[Lines of data]
— Begin —
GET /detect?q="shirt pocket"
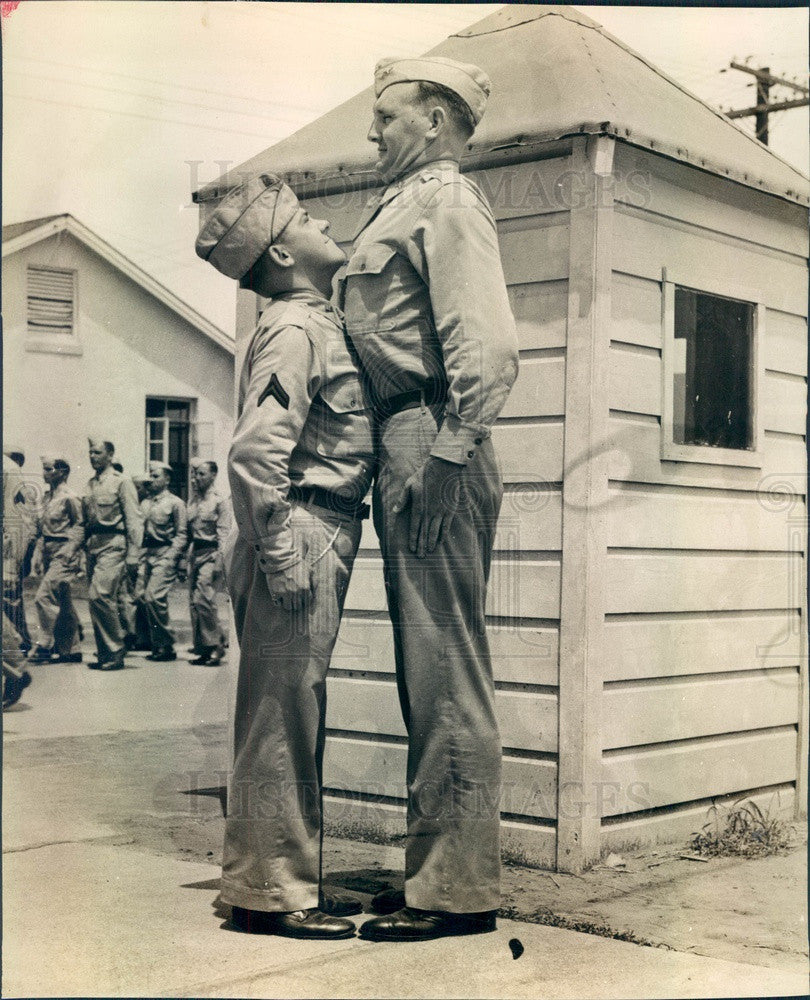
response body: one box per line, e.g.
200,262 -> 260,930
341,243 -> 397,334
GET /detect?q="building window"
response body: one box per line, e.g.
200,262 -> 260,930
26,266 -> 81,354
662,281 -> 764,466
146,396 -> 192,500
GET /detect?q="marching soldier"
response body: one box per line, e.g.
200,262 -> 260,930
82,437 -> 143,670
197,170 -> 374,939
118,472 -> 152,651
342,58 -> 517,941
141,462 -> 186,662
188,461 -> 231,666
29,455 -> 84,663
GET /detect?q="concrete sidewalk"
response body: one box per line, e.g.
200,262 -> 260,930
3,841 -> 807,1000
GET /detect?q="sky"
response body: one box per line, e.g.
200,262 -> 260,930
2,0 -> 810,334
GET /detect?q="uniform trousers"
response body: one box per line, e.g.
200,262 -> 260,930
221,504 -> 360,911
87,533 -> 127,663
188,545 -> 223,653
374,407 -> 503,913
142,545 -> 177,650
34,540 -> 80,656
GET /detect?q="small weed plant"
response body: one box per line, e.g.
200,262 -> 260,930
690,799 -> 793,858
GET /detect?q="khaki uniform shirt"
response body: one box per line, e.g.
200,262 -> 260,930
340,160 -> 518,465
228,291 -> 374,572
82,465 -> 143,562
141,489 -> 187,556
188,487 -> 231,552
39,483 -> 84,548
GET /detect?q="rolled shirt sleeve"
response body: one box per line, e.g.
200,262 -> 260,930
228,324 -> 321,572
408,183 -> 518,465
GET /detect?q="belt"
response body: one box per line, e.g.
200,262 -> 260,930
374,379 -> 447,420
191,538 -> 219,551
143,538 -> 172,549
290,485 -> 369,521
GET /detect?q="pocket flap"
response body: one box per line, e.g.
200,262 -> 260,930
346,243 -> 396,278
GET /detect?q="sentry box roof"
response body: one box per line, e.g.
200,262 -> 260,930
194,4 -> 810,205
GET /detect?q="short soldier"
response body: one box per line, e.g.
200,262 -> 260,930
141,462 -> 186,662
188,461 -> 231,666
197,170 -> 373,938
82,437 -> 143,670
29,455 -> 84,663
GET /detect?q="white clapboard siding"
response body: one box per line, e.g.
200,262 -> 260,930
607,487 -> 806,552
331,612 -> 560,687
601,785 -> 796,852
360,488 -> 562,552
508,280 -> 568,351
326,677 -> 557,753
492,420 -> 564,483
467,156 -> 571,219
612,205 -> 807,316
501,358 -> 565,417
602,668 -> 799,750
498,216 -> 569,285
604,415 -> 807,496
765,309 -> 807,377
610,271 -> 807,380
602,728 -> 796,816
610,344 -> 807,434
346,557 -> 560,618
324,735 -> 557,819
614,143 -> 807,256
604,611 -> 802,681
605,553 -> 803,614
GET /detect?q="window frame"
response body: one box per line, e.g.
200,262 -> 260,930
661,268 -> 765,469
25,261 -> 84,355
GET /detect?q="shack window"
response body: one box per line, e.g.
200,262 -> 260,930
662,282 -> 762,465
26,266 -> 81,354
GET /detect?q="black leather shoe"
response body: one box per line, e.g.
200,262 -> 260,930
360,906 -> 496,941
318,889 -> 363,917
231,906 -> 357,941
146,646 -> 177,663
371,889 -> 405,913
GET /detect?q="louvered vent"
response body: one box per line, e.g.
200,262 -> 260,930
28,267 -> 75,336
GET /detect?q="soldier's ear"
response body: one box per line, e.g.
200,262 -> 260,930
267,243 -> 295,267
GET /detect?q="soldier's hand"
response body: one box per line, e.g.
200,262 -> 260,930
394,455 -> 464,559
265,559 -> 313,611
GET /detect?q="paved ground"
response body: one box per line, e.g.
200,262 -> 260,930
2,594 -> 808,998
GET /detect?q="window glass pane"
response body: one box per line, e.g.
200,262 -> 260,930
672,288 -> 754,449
— End —
— Begin —
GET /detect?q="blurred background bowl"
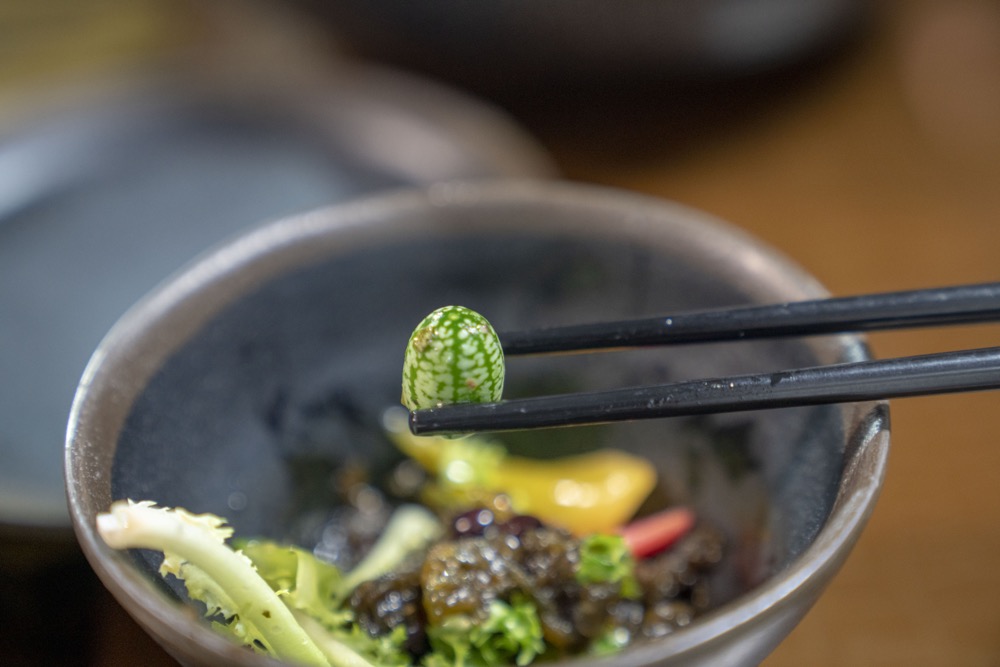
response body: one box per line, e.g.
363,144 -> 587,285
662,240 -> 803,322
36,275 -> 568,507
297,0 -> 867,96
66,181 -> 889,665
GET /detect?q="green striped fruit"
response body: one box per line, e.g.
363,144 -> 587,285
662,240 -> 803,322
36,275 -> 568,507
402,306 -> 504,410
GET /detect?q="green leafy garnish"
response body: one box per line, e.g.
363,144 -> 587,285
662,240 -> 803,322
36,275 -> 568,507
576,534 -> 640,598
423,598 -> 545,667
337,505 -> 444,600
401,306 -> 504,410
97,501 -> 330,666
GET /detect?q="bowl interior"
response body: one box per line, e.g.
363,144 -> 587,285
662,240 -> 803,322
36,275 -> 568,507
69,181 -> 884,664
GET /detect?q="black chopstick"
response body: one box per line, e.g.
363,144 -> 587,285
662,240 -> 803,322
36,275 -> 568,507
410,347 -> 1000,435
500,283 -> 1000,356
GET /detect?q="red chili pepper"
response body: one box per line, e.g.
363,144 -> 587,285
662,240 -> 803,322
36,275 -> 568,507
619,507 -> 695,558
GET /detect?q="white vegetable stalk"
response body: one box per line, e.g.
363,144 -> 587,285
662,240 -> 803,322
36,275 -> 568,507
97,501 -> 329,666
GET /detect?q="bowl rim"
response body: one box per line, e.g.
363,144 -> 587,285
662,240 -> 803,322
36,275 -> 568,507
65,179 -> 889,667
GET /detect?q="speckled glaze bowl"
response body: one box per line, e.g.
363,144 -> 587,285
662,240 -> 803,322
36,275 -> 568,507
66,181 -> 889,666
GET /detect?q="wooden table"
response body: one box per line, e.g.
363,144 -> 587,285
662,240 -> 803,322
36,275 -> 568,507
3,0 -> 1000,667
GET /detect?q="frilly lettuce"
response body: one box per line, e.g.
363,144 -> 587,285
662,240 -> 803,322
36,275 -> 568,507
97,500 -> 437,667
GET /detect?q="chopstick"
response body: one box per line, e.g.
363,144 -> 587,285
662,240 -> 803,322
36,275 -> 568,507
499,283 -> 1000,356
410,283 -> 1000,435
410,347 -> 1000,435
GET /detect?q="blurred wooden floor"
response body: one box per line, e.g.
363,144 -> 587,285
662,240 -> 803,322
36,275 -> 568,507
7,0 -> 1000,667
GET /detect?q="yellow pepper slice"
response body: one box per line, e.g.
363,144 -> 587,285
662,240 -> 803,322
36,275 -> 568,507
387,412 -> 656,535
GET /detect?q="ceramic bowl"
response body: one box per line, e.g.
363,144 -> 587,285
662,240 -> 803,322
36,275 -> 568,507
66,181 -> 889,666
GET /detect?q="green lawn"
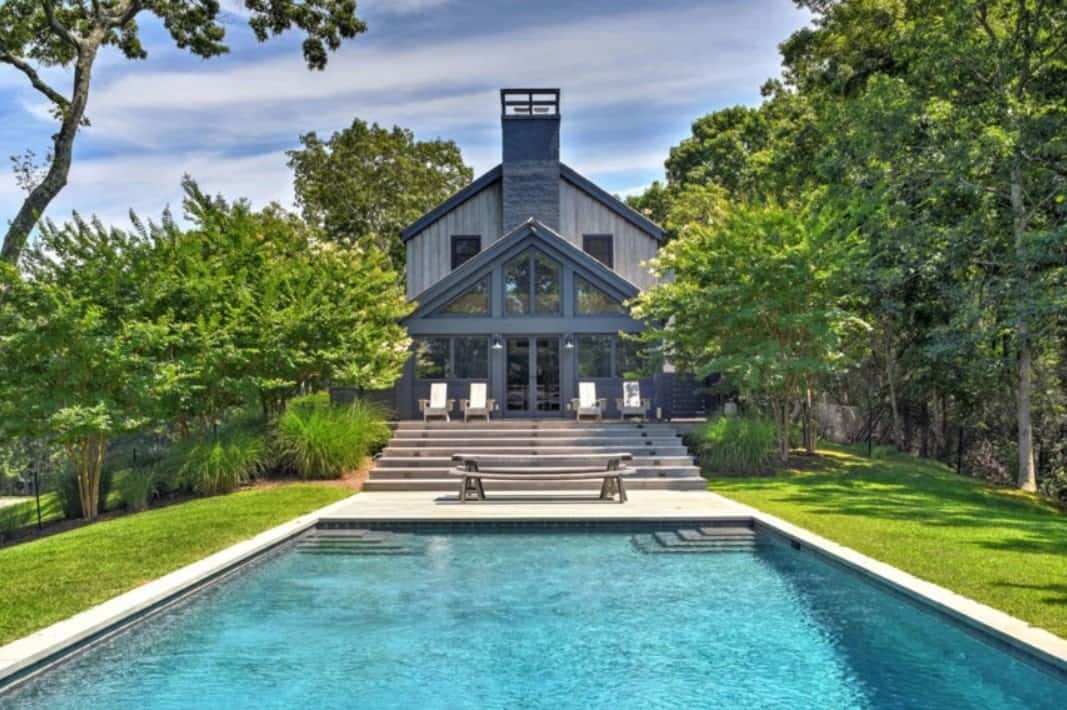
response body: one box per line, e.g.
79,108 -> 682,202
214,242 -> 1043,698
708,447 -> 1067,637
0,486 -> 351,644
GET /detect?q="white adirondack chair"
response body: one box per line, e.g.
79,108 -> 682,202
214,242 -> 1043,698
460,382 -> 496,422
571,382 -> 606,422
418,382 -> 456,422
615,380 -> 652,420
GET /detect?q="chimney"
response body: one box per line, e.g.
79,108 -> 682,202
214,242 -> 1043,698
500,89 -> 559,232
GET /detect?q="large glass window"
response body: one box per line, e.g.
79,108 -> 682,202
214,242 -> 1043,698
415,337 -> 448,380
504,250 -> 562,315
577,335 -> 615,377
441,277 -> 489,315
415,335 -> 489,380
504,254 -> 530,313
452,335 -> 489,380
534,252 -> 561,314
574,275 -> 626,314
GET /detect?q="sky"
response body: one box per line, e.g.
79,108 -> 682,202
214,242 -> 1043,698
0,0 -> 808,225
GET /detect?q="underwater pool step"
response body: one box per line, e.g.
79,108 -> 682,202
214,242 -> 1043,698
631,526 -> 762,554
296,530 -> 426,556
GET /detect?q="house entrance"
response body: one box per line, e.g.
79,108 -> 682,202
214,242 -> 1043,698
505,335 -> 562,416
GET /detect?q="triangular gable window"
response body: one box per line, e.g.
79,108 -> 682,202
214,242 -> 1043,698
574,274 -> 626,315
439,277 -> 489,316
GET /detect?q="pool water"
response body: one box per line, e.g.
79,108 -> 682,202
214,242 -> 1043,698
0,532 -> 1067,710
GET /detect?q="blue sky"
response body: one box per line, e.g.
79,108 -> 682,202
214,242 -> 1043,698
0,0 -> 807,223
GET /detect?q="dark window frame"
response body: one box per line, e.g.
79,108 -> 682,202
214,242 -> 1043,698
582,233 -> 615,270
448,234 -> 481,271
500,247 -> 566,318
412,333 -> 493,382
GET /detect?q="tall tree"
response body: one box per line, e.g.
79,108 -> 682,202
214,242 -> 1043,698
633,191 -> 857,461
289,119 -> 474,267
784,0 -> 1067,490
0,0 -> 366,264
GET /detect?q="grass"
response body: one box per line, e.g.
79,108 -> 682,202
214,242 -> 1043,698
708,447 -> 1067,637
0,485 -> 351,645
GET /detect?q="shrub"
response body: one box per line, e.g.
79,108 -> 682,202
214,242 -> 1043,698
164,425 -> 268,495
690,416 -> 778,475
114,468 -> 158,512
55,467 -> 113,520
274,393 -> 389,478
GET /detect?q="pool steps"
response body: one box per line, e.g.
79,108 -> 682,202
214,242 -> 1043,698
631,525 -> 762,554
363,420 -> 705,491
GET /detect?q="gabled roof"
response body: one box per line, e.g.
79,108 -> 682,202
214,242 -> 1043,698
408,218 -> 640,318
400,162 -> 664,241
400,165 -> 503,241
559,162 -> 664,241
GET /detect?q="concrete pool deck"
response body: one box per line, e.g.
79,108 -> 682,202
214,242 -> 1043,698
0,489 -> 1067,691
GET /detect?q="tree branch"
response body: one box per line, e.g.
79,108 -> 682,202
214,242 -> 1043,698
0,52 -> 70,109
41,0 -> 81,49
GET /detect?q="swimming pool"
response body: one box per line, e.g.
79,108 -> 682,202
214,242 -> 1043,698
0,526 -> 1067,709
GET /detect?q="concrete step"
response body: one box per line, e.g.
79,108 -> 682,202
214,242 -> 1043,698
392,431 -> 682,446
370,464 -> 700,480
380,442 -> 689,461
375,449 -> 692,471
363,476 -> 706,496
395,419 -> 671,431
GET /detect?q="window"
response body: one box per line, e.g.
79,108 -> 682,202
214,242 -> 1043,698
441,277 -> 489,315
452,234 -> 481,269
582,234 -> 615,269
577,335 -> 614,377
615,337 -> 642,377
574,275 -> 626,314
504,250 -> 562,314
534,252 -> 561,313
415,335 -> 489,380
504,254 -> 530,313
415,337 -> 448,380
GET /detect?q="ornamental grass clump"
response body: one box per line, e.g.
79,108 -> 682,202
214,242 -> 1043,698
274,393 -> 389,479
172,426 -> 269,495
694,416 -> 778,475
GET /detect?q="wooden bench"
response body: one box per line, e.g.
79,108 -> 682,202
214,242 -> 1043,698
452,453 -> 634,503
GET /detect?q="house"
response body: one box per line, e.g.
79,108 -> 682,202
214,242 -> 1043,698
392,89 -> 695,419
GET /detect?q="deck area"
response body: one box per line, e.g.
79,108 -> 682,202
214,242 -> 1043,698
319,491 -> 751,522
— End —
Which lines of the records contain the string "soldier"? Extract each of them in full.

Task answer:
GET /detect?q="marching soldier"
GET /detect?q="short soldier"
GET /detect?q="soldier's ear"
GET /detect?q="soldier's hand"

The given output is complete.